▸ Assigned task 1: Please retype the passage about Karate's album sessions between "The band kept" and "mixed the album.", inclusive.
▸ Assigned task 2: Extend the account of Karate recording its album from the point where it stops.

▸ Passage:
···

While Karate’s reunion tours have been remarkably smooth, making an album presented some challenges. By the time the group arrived in Nashville in January to track with longtime collaborator Andy Hong, the trio had demoed the songs a few times and felt confident. That initial optimism was dampened, and anxiety amplified when the trio remembered a detail: Hong was still building his studio. Much of his gear was packed in shrink-wrap. He’d need time to get the studio up and running. And Karate’s members had a day to stress and wonder if they’d hit a concrete barrier on reunion road. “Why don’t we ever record in a fancy studio where everything is ready to go when we arrive, and we have two weeks to record 10 songs? We don’t seem to ever do that,” Farina notes. “That would be too easy,” replies McCarthy, “Plus Andy works at a higher level. This is normal to him.”

The band kept its faith in Hong. In 24 hours, he had completely wired the new studio, and the four soon fell into a familiar and comfortable routine they had practiced on their better-known records. Karate completed basic tracks in Nashville. Farina added guitars and vocals back at his home studio and the Experimental Sound Studio in Chicago. And Hong mixed the album.

···

Saved entries:

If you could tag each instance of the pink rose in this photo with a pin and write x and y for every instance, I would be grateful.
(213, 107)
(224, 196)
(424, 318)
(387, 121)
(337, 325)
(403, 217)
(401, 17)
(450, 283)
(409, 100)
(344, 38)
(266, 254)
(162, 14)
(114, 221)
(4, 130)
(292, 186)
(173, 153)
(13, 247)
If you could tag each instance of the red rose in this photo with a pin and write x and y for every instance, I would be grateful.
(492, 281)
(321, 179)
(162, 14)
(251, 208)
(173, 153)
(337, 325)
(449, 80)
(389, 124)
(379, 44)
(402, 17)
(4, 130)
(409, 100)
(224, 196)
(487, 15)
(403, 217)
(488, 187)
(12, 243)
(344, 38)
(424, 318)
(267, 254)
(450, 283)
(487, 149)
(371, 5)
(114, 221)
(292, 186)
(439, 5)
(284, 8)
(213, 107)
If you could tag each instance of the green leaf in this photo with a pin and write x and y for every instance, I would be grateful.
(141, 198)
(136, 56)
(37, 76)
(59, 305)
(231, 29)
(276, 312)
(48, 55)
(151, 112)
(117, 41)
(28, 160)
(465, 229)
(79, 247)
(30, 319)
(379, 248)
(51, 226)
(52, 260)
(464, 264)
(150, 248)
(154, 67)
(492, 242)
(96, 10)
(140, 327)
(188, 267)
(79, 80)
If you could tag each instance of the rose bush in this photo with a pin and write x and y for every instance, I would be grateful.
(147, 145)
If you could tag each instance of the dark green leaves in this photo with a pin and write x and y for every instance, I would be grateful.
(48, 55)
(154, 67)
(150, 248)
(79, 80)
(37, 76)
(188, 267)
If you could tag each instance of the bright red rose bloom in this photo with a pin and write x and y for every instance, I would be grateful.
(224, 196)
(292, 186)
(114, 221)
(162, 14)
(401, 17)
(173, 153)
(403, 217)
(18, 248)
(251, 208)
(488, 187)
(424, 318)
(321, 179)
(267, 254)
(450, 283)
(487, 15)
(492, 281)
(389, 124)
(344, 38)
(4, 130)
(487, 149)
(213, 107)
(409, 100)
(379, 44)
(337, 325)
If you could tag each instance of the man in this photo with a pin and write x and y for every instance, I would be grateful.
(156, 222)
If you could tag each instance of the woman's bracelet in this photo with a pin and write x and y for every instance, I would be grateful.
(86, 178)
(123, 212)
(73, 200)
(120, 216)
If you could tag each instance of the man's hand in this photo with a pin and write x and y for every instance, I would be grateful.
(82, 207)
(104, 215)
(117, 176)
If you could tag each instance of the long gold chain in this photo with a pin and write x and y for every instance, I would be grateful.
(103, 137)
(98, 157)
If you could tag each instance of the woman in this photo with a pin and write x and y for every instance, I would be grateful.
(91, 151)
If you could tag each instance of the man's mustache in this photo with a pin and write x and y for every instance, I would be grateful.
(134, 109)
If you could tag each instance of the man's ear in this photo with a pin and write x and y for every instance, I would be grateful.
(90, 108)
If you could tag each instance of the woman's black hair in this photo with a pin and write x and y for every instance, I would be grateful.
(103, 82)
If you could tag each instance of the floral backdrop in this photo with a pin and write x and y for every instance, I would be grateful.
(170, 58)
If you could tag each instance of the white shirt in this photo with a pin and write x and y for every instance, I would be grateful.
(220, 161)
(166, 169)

···

▸ Exercise response 1:
The band kept its faith in Hong. In 24 hours, he had completely wired the new studio, and the four soon fell into a familiar and comfortable routine they had practiced on their better-known records. Karate completed basic tracks in Nashville. Farina added guitars and vocals back at his home studio and the Experimental Sound Studio in Chicago. And Hong mixed the album.

▸ Exercise response 2:
Make It Fit, the band’s first album in 20 years, crams 35 minutes of Wes Montgomery homage, Fugazi dub plate party rocking, Phil Lynott lyricism, and Clash city crooning into a graceful seventh LP. But it doesn’t try to recapture a youthful, DIY-era magic. Instead, it picks up where Karate’s three musicians are today: With a deeper skillset, adult angst cut through with moments of joy, punctuated with searing performances. Still, it has a familiar signature. Fans will recognize the trio’s ability to trap and release tension in swelling rhythms. Farina’s crafted flowing guitar work counterbalances his caustic lyrics. Hong’s dry, wide-open production gives the instrumentalist’s personalities room to shine, but nowhere to hide. As always, their parts are carefully considered and precisely executed. McCarthy says making the record “stretched” his abilities.

But one can also hear how time has wizened the composers. The songs on Make it Fit know where they are going. Five of its concise, jazzy, punky tracks come in around 2:30. Farina spent time in the intervening years listening to American roots rock, jazz, and blues and he’s not shy about deploying his own takes here.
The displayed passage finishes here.